* [TASK STATEMENT] Copy everything from "## Un-shore (Sep" down to "one for sure." in the tarpon thread, replacing "hungry" with "biting".

* [DOCUMENT]
= = =

# Cross your figers 100# plus from the MF-III



## LoneRanger (Dec 11, 2006)

I am leaving tomorrow morning for a tarpon trip in hopes of landing a 100# + fish from the MF III. dont know how many fish over a hundred pounds have been landed from a Gheenoe if any but none in reccent years so far as I know. I hope to change that. I'll be fishing a half mile or so off the beach on the gulf side south of Tampa bay~

wish me luck! (Of course all rods on the boat were built by me so I REEEEEALY hope to get that fish on MY rod!) ;D


L.R.


----------



## fishgazam (Dec 12, 2006)

GooooooooooooooooooooooooooooooooD Luck.


----------



## thresher (Dec 18, 2006)

Break a leg!  Or should I say "cut off a toe"!   (I did this one day on the boat, so it's an inside joke!)

[smiley=1-thumbsup2.gif]


----------



## redgheenoe (Apr 28, 2007)

Go get'em


----------



## Un-shore (Sep 27, 2007)

Rootin for ya! Good luck.


----------



## Gramps (Nov 1, 2007)

Good luck to ya L.R.! They are still out there and many of them over 100lbs. If they are hungry you'll get one for sure.


----------



## tailchaser (Mar 16, 2008)

Be sure to wear flotation, and don't lean over the side too far!!  ;D


----------



## Garry (Dec 14, 2006)

I encountered 2 of these monsters this afternoon in Titusville!!!! Of course my 10# Power pro did hold up but it was fun while it lasted. Oh, if anyone catches the fish I lost, I would like my hooks back...... ;D


----------

= = =

* [Point placement records]
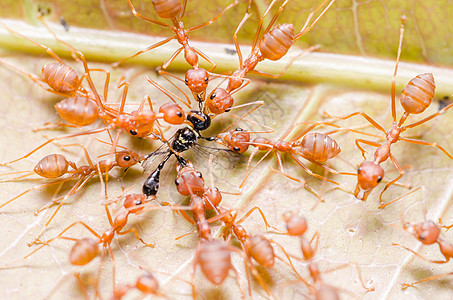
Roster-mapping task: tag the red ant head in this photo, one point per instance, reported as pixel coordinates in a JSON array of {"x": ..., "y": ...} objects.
[
  {"x": 219, "y": 101},
  {"x": 369, "y": 175},
  {"x": 191, "y": 57},
  {"x": 197, "y": 80},
  {"x": 426, "y": 232},
  {"x": 71, "y": 79},
  {"x": 167, "y": 9},
  {"x": 140, "y": 123},
  {"x": 173, "y": 113},
  {"x": 189, "y": 181},
  {"x": 295, "y": 225},
  {"x": 262, "y": 144},
  {"x": 212, "y": 198},
  {"x": 83, "y": 251},
  {"x": 134, "y": 202},
  {"x": 127, "y": 158},
  {"x": 237, "y": 140},
  {"x": 276, "y": 43},
  {"x": 147, "y": 284},
  {"x": 418, "y": 94}
]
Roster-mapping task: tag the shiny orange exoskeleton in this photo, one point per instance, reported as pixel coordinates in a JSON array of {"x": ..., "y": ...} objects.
[{"x": 415, "y": 98}]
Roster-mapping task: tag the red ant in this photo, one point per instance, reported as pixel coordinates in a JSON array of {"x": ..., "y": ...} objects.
[
  {"x": 428, "y": 233},
  {"x": 56, "y": 165},
  {"x": 314, "y": 147},
  {"x": 212, "y": 255},
  {"x": 171, "y": 9},
  {"x": 415, "y": 98},
  {"x": 86, "y": 249},
  {"x": 273, "y": 45},
  {"x": 297, "y": 226}
]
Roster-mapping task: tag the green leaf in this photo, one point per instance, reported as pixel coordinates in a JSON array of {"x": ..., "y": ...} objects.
[{"x": 347, "y": 75}]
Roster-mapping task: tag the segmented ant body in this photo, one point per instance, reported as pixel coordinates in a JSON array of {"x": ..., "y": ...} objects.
[
  {"x": 86, "y": 249},
  {"x": 273, "y": 45},
  {"x": 172, "y": 9},
  {"x": 415, "y": 99},
  {"x": 297, "y": 226},
  {"x": 314, "y": 147},
  {"x": 428, "y": 233}
]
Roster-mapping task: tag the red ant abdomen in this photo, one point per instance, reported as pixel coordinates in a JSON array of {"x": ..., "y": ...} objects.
[
  {"x": 319, "y": 147},
  {"x": 61, "y": 78},
  {"x": 52, "y": 166},
  {"x": 418, "y": 93},
  {"x": 167, "y": 9},
  {"x": 276, "y": 43}
]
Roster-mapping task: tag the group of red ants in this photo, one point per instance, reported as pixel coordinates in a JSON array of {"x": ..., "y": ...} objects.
[{"x": 83, "y": 105}]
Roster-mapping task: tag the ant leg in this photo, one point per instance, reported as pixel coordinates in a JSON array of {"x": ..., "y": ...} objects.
[
  {"x": 419, "y": 142},
  {"x": 302, "y": 182},
  {"x": 368, "y": 118},
  {"x": 430, "y": 278},
  {"x": 158, "y": 44},
  {"x": 397, "y": 166},
  {"x": 26, "y": 174},
  {"x": 34, "y": 188},
  {"x": 305, "y": 29},
  {"x": 59, "y": 236},
  {"x": 425, "y": 259},
  {"x": 235, "y": 38},
  {"x": 260, "y": 24},
  {"x": 172, "y": 58},
  {"x": 136, "y": 236},
  {"x": 168, "y": 93},
  {"x": 164, "y": 74},
  {"x": 183, "y": 9},
  {"x": 309, "y": 172},
  {"x": 403, "y": 18}
]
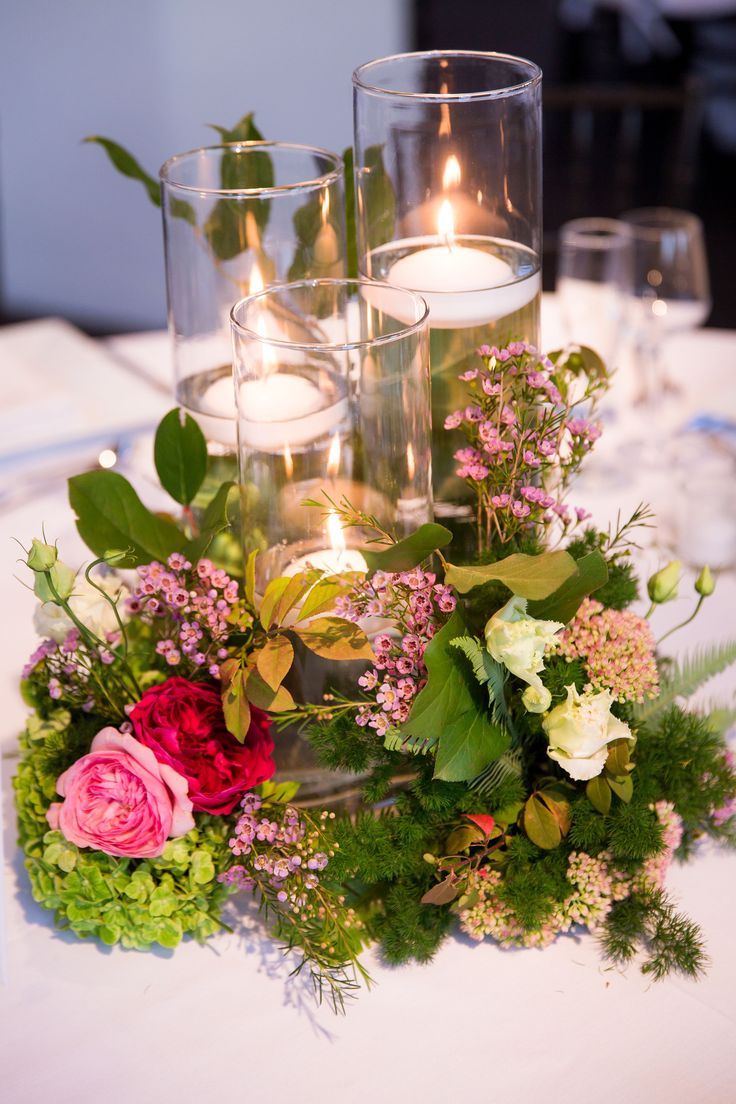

= = =

* [RESULT FOR THIS TASK]
## Un-shore (Sep 27, 2007)

Rootin for ya! Good luck.


----------



## Gramps (Nov 1, 2007)

Good luck to ya L.R.! They are still out there and many of them over 100lbs. If they are biting you'll get one for sure.